■ **Your objective**
Copy each line exactly.

■ **Material supplied**

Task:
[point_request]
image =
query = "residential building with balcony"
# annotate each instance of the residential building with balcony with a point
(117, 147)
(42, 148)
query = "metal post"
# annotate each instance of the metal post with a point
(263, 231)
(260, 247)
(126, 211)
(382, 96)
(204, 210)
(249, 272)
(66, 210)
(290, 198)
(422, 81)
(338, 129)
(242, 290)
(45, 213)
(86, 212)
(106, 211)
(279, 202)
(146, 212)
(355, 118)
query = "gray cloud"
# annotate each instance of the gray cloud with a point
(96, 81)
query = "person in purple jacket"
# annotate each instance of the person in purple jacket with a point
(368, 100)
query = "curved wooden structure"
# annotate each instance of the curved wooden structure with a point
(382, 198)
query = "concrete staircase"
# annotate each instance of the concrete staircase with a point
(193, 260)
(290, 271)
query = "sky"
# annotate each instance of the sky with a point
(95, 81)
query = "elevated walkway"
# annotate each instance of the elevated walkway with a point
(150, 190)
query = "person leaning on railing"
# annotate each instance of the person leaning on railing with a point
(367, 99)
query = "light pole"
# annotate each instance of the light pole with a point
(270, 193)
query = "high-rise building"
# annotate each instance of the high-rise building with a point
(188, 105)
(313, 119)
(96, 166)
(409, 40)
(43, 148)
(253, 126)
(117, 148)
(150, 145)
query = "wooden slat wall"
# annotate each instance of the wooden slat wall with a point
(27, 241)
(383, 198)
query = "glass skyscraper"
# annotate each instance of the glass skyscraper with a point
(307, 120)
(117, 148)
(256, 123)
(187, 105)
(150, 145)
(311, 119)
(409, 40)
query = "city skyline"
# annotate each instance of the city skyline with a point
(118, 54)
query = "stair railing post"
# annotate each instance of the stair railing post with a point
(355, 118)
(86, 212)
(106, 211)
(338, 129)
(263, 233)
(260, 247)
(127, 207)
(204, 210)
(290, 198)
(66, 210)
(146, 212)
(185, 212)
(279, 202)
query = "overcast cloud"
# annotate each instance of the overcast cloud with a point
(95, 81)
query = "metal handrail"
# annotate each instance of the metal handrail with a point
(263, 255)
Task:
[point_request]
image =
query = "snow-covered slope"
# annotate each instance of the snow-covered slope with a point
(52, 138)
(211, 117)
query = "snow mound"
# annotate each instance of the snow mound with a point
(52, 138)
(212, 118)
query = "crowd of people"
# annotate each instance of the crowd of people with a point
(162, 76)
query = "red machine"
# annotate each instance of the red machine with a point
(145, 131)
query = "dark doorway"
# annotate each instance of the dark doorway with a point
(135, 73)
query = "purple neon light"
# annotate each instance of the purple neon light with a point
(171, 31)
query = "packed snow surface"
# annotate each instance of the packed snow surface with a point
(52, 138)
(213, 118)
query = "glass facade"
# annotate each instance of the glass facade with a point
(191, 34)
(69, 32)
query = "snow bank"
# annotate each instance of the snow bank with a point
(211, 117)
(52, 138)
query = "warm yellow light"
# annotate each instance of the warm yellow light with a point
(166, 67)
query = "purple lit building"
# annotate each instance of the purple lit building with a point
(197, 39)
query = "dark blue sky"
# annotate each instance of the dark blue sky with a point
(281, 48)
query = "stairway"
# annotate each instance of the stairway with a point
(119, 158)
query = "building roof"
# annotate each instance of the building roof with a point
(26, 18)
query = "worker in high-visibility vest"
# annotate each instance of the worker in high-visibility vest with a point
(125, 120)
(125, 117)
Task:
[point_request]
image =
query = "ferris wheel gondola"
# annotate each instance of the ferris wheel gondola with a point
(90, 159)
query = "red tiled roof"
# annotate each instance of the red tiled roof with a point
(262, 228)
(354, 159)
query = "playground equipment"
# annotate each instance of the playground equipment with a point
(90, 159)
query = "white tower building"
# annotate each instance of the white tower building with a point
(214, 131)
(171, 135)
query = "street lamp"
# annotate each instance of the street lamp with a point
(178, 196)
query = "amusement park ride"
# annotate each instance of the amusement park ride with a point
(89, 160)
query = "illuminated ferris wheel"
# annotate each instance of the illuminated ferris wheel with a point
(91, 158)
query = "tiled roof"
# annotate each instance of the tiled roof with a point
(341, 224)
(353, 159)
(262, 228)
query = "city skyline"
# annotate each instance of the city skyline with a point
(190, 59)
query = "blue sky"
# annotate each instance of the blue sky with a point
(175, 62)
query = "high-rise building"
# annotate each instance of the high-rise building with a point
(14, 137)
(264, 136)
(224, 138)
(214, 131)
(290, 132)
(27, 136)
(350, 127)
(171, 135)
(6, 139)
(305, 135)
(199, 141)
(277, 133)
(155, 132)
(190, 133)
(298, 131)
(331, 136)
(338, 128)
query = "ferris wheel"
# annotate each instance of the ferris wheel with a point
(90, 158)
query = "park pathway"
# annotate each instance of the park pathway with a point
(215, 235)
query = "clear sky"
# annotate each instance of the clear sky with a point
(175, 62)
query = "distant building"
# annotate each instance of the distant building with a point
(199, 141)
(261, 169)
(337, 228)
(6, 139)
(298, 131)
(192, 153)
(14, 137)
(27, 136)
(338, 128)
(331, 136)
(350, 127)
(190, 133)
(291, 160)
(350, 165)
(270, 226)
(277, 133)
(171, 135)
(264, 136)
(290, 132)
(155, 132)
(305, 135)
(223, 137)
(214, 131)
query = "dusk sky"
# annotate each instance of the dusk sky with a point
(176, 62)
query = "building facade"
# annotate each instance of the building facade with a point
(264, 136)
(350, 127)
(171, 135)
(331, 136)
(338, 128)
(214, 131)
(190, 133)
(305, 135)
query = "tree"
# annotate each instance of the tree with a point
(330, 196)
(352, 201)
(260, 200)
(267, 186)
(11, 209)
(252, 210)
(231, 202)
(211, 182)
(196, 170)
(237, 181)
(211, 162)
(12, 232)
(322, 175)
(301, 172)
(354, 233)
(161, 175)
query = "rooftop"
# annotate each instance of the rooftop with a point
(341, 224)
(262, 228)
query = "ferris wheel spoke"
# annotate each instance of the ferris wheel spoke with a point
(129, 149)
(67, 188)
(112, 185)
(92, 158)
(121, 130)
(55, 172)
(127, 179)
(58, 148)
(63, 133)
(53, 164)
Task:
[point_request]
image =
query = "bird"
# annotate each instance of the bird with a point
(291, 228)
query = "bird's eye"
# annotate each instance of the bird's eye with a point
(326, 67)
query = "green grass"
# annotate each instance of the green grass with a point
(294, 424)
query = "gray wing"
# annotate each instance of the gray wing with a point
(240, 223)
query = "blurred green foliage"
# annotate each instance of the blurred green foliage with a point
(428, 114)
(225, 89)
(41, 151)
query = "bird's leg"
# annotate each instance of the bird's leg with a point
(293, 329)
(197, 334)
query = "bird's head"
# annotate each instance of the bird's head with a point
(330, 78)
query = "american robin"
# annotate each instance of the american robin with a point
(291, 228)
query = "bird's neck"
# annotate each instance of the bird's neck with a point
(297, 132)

■ **Output of the task**
Task:
[point_request]
image =
query = "residential building with balcony"
# annotate each instance of the residential building with balcony with a point
(117, 147)
(42, 148)
query = "metal post"
# annotate each instance of the metal post with a point
(263, 231)
(260, 247)
(126, 211)
(382, 96)
(204, 210)
(249, 272)
(66, 210)
(290, 198)
(422, 81)
(338, 129)
(242, 290)
(45, 213)
(86, 212)
(106, 211)
(279, 202)
(146, 212)
(355, 118)
query = "gray cloud"
# annotate each instance of the gray cloud with a point
(96, 81)
query = "person in purple jacket"
# annotate each instance of the person in purple jacket with a point
(368, 100)
query = "curved wooden structure"
# annotate each instance of the curved wooden structure with a point
(382, 198)
query = "concrete staircase"
# annotate each instance of the concrete staircase with a point
(193, 260)
(290, 271)
query = "sky"
# annotate each instance of the sky with a point
(95, 81)
query = "elevated walkway"
# annotate each instance of the elevated walkway with a point
(150, 190)
query = "person leaning on railing"
# annotate each instance of the person leaning on railing with a point
(367, 99)
query = "light pole"
# annotate each instance of the light pole with a point
(270, 193)
query = "high-rise building"
# annotate each instance of the high-rise building with a point
(188, 105)
(313, 119)
(96, 166)
(409, 40)
(43, 148)
(253, 126)
(117, 148)
(150, 145)
query = "wooden slat wall"
# annotate each instance of the wooden slat wall with a point
(27, 241)
(383, 198)
query = "glass skyscraper"
# annotate each instance of the glass skyscraper with a point
(307, 120)
(117, 148)
(256, 123)
(187, 105)
(150, 145)
(311, 119)
(409, 40)
query = "city skyline"
# annotate each instance of the city skyline with a point
(118, 54)
query = "stair railing post"
# annotate each instance of the stair railing post with a point
(355, 118)
(86, 212)
(106, 211)
(338, 129)
(263, 233)
(260, 247)
(127, 207)
(204, 210)
(290, 198)
(66, 210)
(146, 212)
(185, 212)
(279, 202)
query = "overcast cloud"
# annotate each instance of the overcast cloud with a point
(95, 81)
query = "metal handrail"
# annotate each instance of the metal handrail with a point
(263, 255)
Task:
[point_request]
image =
query = "snow-covered slope"
# annotate each instance of the snow-covered slope with a point
(52, 138)
(211, 117)
query = "snow mound"
# annotate each instance of the snow mound with a point
(52, 138)
(212, 118)
query = "crowd of people"
# annotate each instance of the crowd of people with a point
(162, 76)
query = "red machine"
# annotate each instance of the red machine with a point
(145, 131)
query = "dark doorway"
# annotate each instance of the dark doorway with a point
(135, 73)
query = "purple neon light"
# annotate each instance of the purple neon light with a point
(171, 31)
query = "packed snow surface"
# annotate each instance of the packed snow surface with a point
(52, 138)
(213, 118)
query = "glass facade"
# annotate each instance of the glass facade with a point
(191, 34)
(69, 32)
query = "snow bank"
# annotate each instance of the snow bank with a point
(211, 117)
(52, 138)
query = "warm yellow light"
# annotate each instance of the warm yellow light with a point
(166, 67)
query = "purple lit building"
# annotate each instance of the purple lit building with a point
(197, 39)
query = "dark blue sky"
# annotate each instance of the dark blue sky with a point
(281, 48)
query = "stairway"
# annotate each instance of the stairway with a point
(119, 158)
query = "building roof"
# annotate each instance of the building roof with a point
(26, 18)
query = "worker in high-visibility vest"
# annotate each instance of the worker in high-visibility vest with a point
(125, 120)
(125, 117)
Task:
[point_request]
image =
query = "ferris wheel gondola"
# annotate each instance of the ferris wheel gondola with a point
(90, 159)
query = "red tiled roof"
# annotate each instance of the red tiled roof with a point
(262, 228)
(354, 159)
query = "playground equipment"
# annotate each instance of the playground equipment with a point
(90, 159)
query = "white tower building"
# annotate each instance of the white tower building with a point
(214, 131)
(171, 135)
query = "street lamp"
# annotate each instance of the street lamp with a point
(178, 196)
query = "amusement park ride"
# annotate each instance of the amusement park ride with a point
(89, 160)
query = "illuminated ferris wheel"
# annotate each instance of the illuminated ferris wheel with a point
(91, 158)
query = "tiled roof"
# annotate each instance of the tiled roof with a point
(341, 224)
(353, 159)
(262, 228)
query = "city skyline"
# annotate each instance of the city skyline with a point
(190, 59)
query = "blue sky"
# annotate each instance of the blue sky with a point
(175, 62)
query = "high-rise building"
# annotate each instance of the high-rise building with a point
(14, 137)
(264, 136)
(224, 138)
(214, 131)
(290, 132)
(27, 136)
(350, 127)
(171, 135)
(6, 139)
(305, 135)
(199, 141)
(277, 133)
(155, 132)
(190, 133)
(298, 131)
(331, 136)
(338, 128)
query = "ferris wheel"
# annotate each instance of the ferris wheel with a point
(90, 158)
query = "park pathway"
# annotate each instance of the park pathway with a point
(215, 235)
query = "clear sky"
# annotate each instance of the clear sky with a point
(175, 62)
query = "distant building"
# annotate each instance of the distant building with a point
(199, 141)
(261, 169)
(337, 228)
(6, 139)
(298, 131)
(192, 153)
(14, 137)
(27, 136)
(338, 128)
(331, 136)
(350, 127)
(190, 133)
(291, 160)
(350, 165)
(270, 226)
(277, 133)
(171, 135)
(264, 136)
(290, 132)
(155, 132)
(305, 135)
(223, 137)
(214, 131)
query = "dusk sky"
# annotate each instance of the dusk sky with a point
(176, 62)
query = "building facade"
# annotate each instance of the building facade with a point
(264, 136)
(350, 127)
(171, 135)
(331, 136)
(338, 128)
(214, 131)
(190, 133)
(305, 135)
query = "tree"
# annotate each instance of the tree with a point
(330, 196)
(352, 201)
(260, 200)
(267, 186)
(11, 209)
(252, 210)
(231, 202)
(211, 182)
(196, 170)
(237, 181)
(211, 162)
(12, 232)
(322, 175)
(301, 172)
(354, 233)
(161, 175)
query = "rooftop"
# annotate each instance of the rooftop with a point
(341, 224)
(262, 228)
query = "ferris wheel spoke"
# annotate each instance of the ferris wheel spoke with a point
(129, 149)
(67, 188)
(112, 185)
(92, 158)
(121, 130)
(55, 172)
(127, 179)
(58, 148)
(63, 133)
(53, 164)
Task:
[point_request]
image =
query = "bird"
# annotate each instance of the bird with a point
(291, 228)
query = "bird's eye"
# annotate each instance of the bird's eye with a point
(326, 67)
query = "green grass"
# annotate each instance of the green grass with a point
(294, 424)
query = "gray wing"
# annotate each instance of the gray wing with a point
(240, 223)
query = "blurred green foliage"
# annotate each instance of the blurred green foliage with a point
(428, 114)
(225, 89)
(41, 151)
query = "bird's leg"
# annotate each instance of the bird's leg with a point
(293, 329)
(197, 334)
query = "bird's head"
# annotate each instance of the bird's head with a point
(330, 78)
query = "american robin"
# annotate each instance of the american robin with a point
(291, 228)
query = "bird's neck"
# annotate each instance of the bird's neck with a point
(297, 132)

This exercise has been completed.